# Exercise:
Leaving out the images, please output every entry exactly as it appears.

** Opening Material supplied block **

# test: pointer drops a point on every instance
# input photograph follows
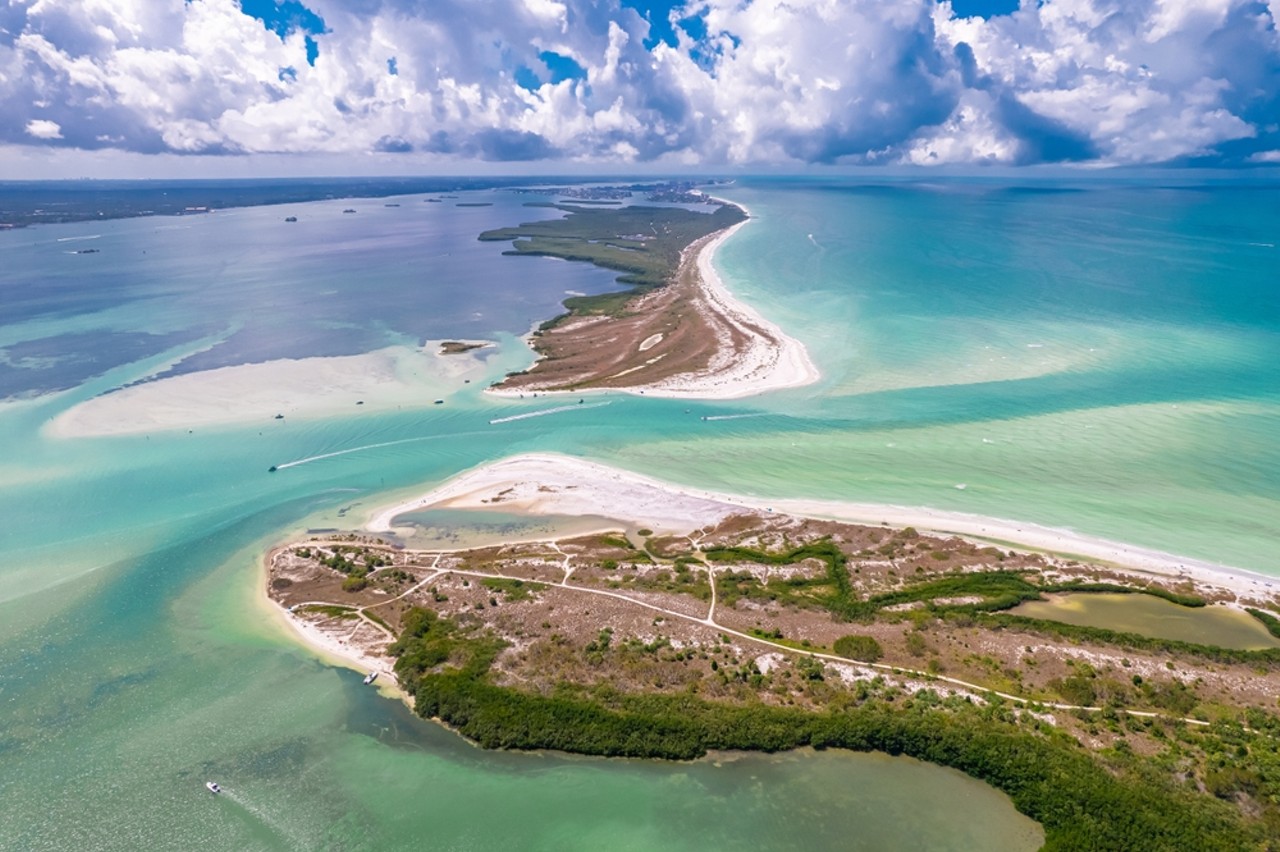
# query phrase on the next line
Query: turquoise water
(1104, 360)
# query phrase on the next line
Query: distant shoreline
(689, 339)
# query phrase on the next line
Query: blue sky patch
(984, 9)
(287, 17)
(558, 68)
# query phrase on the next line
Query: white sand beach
(772, 360)
(545, 484)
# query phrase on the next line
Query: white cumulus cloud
(44, 129)
(768, 81)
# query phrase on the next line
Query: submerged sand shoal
(544, 484)
(321, 386)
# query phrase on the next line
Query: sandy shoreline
(739, 353)
(544, 484)
(332, 649)
(772, 360)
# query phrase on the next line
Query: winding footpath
(709, 621)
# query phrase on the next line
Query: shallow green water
(1155, 617)
(1102, 360)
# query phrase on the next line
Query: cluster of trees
(1080, 802)
(356, 563)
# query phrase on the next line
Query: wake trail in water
(282, 832)
(355, 449)
(759, 413)
(547, 411)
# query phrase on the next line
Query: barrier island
(675, 330)
(695, 623)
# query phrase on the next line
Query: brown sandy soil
(666, 333)
(631, 614)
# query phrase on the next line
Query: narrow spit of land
(764, 631)
(675, 331)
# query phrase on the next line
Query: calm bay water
(1104, 360)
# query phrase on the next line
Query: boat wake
(757, 413)
(547, 411)
(352, 449)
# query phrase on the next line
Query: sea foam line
(545, 411)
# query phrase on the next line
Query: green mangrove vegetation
(644, 243)
(1110, 800)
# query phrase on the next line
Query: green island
(645, 243)
(767, 632)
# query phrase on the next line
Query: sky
(236, 87)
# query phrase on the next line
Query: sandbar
(306, 388)
(544, 484)
(690, 339)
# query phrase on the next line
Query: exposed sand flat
(391, 378)
(544, 484)
(753, 355)
(689, 339)
(551, 484)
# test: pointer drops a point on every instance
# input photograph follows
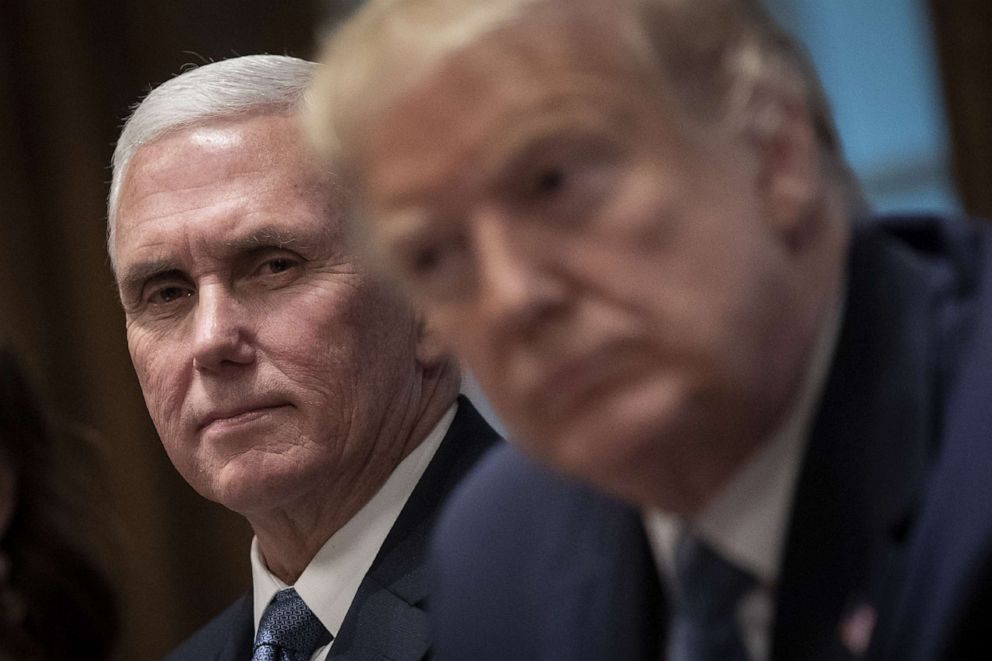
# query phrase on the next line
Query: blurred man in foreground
(634, 223)
(285, 383)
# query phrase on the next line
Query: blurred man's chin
(612, 443)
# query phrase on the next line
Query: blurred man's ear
(431, 350)
(790, 176)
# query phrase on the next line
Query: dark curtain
(69, 70)
(964, 40)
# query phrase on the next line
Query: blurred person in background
(56, 600)
(285, 382)
(634, 223)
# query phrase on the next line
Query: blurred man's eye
(168, 294)
(549, 180)
(279, 264)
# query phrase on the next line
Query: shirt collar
(746, 522)
(329, 583)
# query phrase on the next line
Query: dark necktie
(704, 627)
(288, 630)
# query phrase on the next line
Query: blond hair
(719, 57)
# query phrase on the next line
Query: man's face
(607, 275)
(271, 364)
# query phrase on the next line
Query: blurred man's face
(608, 277)
(270, 363)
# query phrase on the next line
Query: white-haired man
(285, 383)
(633, 222)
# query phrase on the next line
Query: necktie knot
(288, 630)
(709, 590)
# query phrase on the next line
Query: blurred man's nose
(520, 286)
(222, 331)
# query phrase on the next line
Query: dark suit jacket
(387, 620)
(530, 565)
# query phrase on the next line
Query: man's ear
(790, 169)
(431, 350)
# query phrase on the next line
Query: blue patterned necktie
(704, 627)
(288, 630)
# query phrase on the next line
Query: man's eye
(166, 295)
(277, 265)
(549, 180)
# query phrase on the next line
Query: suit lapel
(238, 645)
(867, 455)
(387, 620)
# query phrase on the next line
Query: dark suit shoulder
(232, 627)
(524, 559)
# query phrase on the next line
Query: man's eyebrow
(272, 237)
(135, 275)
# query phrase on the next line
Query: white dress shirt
(329, 583)
(746, 522)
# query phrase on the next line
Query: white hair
(240, 86)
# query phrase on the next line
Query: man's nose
(520, 285)
(223, 331)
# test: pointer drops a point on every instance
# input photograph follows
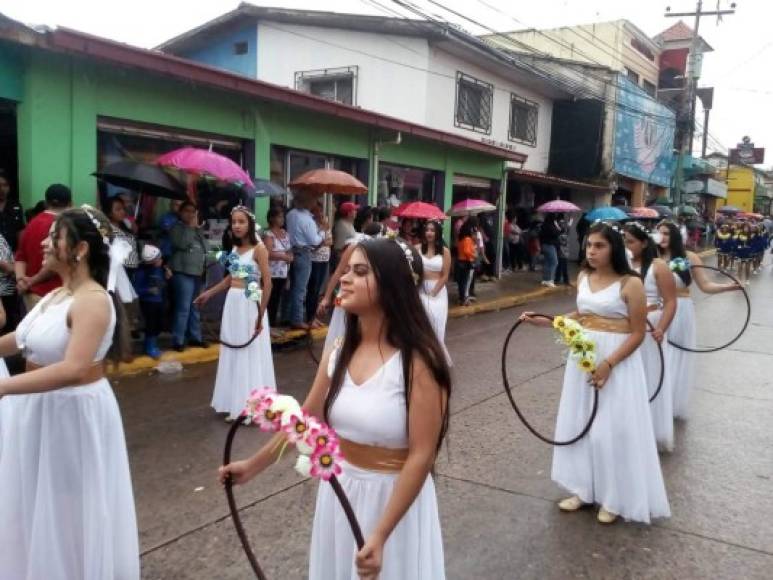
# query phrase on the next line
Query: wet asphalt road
(496, 499)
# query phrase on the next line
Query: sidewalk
(512, 289)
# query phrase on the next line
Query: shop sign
(746, 153)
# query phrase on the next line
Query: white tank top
(607, 302)
(433, 264)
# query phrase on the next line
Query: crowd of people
(387, 334)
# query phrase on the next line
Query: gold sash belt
(95, 372)
(594, 322)
(373, 458)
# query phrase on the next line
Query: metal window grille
(473, 103)
(523, 120)
(335, 84)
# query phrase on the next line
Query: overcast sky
(739, 68)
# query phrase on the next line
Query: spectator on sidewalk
(320, 264)
(32, 279)
(11, 214)
(304, 238)
(548, 239)
(189, 252)
(562, 269)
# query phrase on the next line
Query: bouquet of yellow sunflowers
(581, 348)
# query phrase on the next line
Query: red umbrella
(329, 181)
(204, 162)
(420, 210)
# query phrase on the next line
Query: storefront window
(398, 184)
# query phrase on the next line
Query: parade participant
(384, 389)
(66, 507)
(436, 259)
(660, 291)
(338, 318)
(724, 245)
(244, 315)
(616, 465)
(682, 329)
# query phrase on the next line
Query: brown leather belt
(95, 372)
(373, 458)
(594, 322)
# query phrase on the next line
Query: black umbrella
(143, 178)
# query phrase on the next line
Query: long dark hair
(229, 240)
(439, 242)
(649, 252)
(675, 248)
(79, 227)
(407, 326)
(617, 256)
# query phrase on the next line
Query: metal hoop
(514, 405)
(745, 324)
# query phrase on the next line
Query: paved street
(496, 499)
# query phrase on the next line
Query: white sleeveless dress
(616, 464)
(682, 332)
(661, 408)
(374, 413)
(66, 505)
(436, 306)
(239, 370)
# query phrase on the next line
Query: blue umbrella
(606, 214)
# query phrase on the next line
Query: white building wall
(441, 102)
(391, 76)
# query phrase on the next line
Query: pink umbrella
(645, 213)
(420, 210)
(558, 206)
(204, 162)
(471, 207)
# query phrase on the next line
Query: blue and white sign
(644, 135)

** Closing Material supplied block **

# Exercise result:
# test: pointer drops a point on every instance
# input photograph follows
# query phrase on the next line
Query: turquoise water
(1104, 360)
# query phrase on the next line
Query: distant shoreline
(689, 339)
# query phrase on the next line
Query: blue sky patch
(984, 9)
(287, 17)
(558, 68)
# query phrase on the next line
Query: white sand beach
(772, 360)
(545, 484)
# query phrase on the next line
Query: white cumulus cloud
(44, 129)
(768, 81)
# query phrase on the next line
Query: submerged sand shoal
(544, 484)
(321, 386)
# query phrase on the next line
Query: sandy shoreline
(739, 353)
(544, 484)
(332, 649)
(772, 360)
# query phrase on the next line
Query: winding footpath
(709, 621)
# query phrase on the next line
Query: shallow green water
(1155, 617)
(1102, 360)
# query phrase on the next line
Query: cluster of trees
(1080, 802)
(356, 563)
# query phrase on the next line
Query: wake trail in water
(282, 832)
(355, 449)
(759, 413)
(547, 411)
# query phrase on the next line
Query: barrier island
(675, 330)
(695, 623)
# query phrase on the next line
Query: brown sandy soil
(666, 333)
(631, 614)
# query phrase on the next line
Query: narrow spit of land
(764, 631)
(675, 331)
# query phrase on the next line
Query: calm bay water
(1104, 360)
# query phrase on the next line
Query: boat wake
(757, 413)
(547, 411)
(352, 449)
# query phrase on the next line
Query: sea foam line
(545, 411)
# query phrase on the next line
Query: green mangrove vegetation
(644, 243)
(1110, 800)
# query phrase on the next line
Query: green island
(645, 243)
(767, 632)
# query phrase on the next line
Query: sky
(236, 87)
# query phrase on the next line
Query: sandbar
(306, 388)
(544, 484)
(690, 339)
# query phrase on the next line
Query: exposed sand flat
(391, 378)
(544, 484)
(753, 355)
(689, 339)
(551, 484)
# test: pointer drops a point on every instance
# input photograph follows
# query phrase on the next line
Query: blurred man in foreground
(634, 223)
(285, 383)
# query phrase on the next line
Query: blurred man's chin
(612, 443)
# query phrase on the next line
Query: blurred man's ear
(431, 350)
(790, 176)
# query phrase on the next line
Query: dark curtain
(69, 70)
(964, 40)
# query phrase on the next line
Query: blurred person in background
(56, 600)
(285, 382)
(634, 223)
# query phrase on the next line
Query: blurred man's eye
(168, 294)
(549, 180)
(279, 264)
# query phrase on the next line
Query: shirt collar
(746, 522)
(329, 583)
# query phrase on the next line
Query: dark necktie
(704, 627)
(288, 630)
# query phrase on the next line
Query: blond hair
(719, 57)
# query phrase on the next line
Query: man's face
(607, 275)
(271, 364)
# query phrase on the next line
Query: blurred man's face
(608, 277)
(270, 363)
# query phrase on the next line
Query: white-haired man
(285, 383)
(633, 222)
# query phrase on the next line
Query: necktie knot
(288, 630)
(709, 590)
# query phrase on the next line
Query: blurred man's nose
(520, 286)
(222, 331)
# query phrase on the next line
Query: dark suit jacket
(387, 620)
(530, 565)
# query phrase on the next line
Query: man's ear
(790, 169)
(431, 350)
# query phrase on the next line
Query: blue patterned necktie
(704, 627)
(288, 630)
# query phrase on the next line
Query: man's eye
(166, 295)
(277, 265)
(549, 180)
# query phrase on the next line
Query: suit lapel
(238, 645)
(867, 455)
(387, 620)
# query phrase on the next line
Query: dark suit shoulder
(232, 627)
(524, 559)
# query phrase on the next line
Query: man's eyebrow
(272, 237)
(135, 275)
# query phrase on the next line
Query: white dress shirt
(329, 583)
(746, 522)
# query phrase on the next line
Query: white hair
(240, 86)
# query phrase on the next line
Query: man's nose
(520, 285)
(223, 331)
# test: pointer drops a point on every instance
# input photograph follows
# query phrase on the next line
Query: wet asphalt road
(496, 499)
# query phrase on the next line
Query: sidewalk
(512, 289)
# query phrase on the next line
Query: shop sign
(746, 153)
# query phrase on the next line
Query: white tank top
(607, 302)
(433, 264)
# query phrase on the next line
Query: crowd of people
(387, 334)
# query phrase on the next line
Query: gold sash belt
(95, 372)
(594, 322)
(373, 458)
# query phrase on the next line
Query: metal window grille
(473, 103)
(523, 120)
(335, 84)
# query phrase on the next line
Query: overcast sky
(739, 68)
# query phrase on the next line
Query: spectator on sidewalk
(320, 264)
(32, 279)
(11, 214)
(304, 238)
(548, 239)
(189, 252)
(562, 269)
# query phrase on the next line
Query: bouquet of yellow sunflowers
(581, 348)
# query phrase on the next line
Query: red umbrella
(329, 181)
(204, 162)
(420, 210)
# query phrase on the next line
Query: storefront window
(398, 184)
# query phrase on the next line
Query: parade participant
(384, 389)
(66, 507)
(436, 259)
(660, 291)
(338, 318)
(724, 245)
(244, 315)
(616, 465)
(682, 329)
# query phrase on the next line
Query: brown leather belt
(95, 372)
(373, 458)
(594, 322)
# query phrase on the next line
Query: black umbrella
(143, 178)
# query phrase on the next line
Query: long dark hair
(229, 240)
(439, 242)
(649, 252)
(675, 248)
(79, 227)
(407, 326)
(617, 256)
# query phrase on the next line
Query: metal hoop
(514, 405)
(745, 324)
# query phrase on the next line
Query: paved street
(496, 499)
# query phrase on the next line
Query: white sleeveless dress
(616, 464)
(682, 332)
(661, 408)
(374, 413)
(66, 505)
(436, 306)
(239, 370)
# query phrase on the next line
Query: blue umbrella
(606, 214)
# query phrase on the next line
Query: white building wall
(441, 102)
(391, 76)
# query phrase on the next line
Query: pink umbrella
(645, 213)
(420, 210)
(558, 206)
(204, 162)
(471, 207)
# query phrase on the next line
Query: blue and white sign
(644, 135)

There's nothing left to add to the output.